_Data provided:_

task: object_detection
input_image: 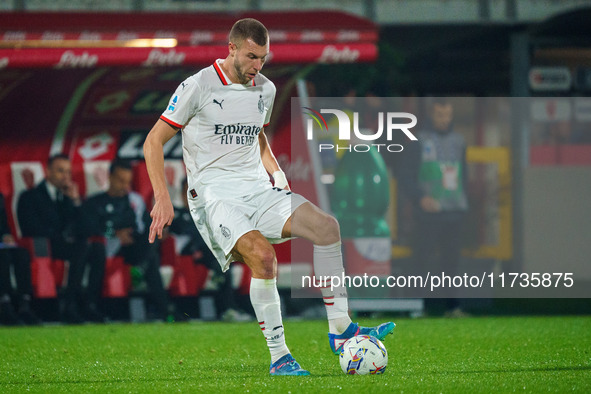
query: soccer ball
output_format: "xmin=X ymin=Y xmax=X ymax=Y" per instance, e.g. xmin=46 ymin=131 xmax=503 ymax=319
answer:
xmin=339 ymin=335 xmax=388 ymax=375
--
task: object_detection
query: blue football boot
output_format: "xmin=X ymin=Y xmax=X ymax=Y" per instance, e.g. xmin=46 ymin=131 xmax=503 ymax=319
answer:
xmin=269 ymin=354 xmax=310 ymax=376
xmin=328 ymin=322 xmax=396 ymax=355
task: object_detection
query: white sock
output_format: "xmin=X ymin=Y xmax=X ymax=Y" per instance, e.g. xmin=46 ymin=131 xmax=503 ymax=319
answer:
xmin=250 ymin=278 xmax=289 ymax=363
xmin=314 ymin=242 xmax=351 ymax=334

_Exercise goal:_
Which lines of the data above contain the string "ymin"? Pull out each of them in full.

_Problem solution:_
output_format: "xmin=X ymin=Y xmax=X ymax=Y" per instance, e.g. xmin=46 ymin=131 xmax=503 ymax=319
xmin=339 ymin=335 xmax=388 ymax=375
output_format: "xmin=X ymin=Y xmax=X ymax=Y" per instance, e.g. xmin=46 ymin=131 xmax=503 ymax=319
xmin=269 ymin=354 xmax=310 ymax=376
xmin=328 ymin=322 xmax=396 ymax=355
output_format: "xmin=X ymin=Y xmax=X ymax=Y" per instance, e.g. xmin=46 ymin=131 xmax=503 ymax=319
xmin=250 ymin=278 xmax=289 ymax=363
xmin=314 ymin=242 xmax=351 ymax=334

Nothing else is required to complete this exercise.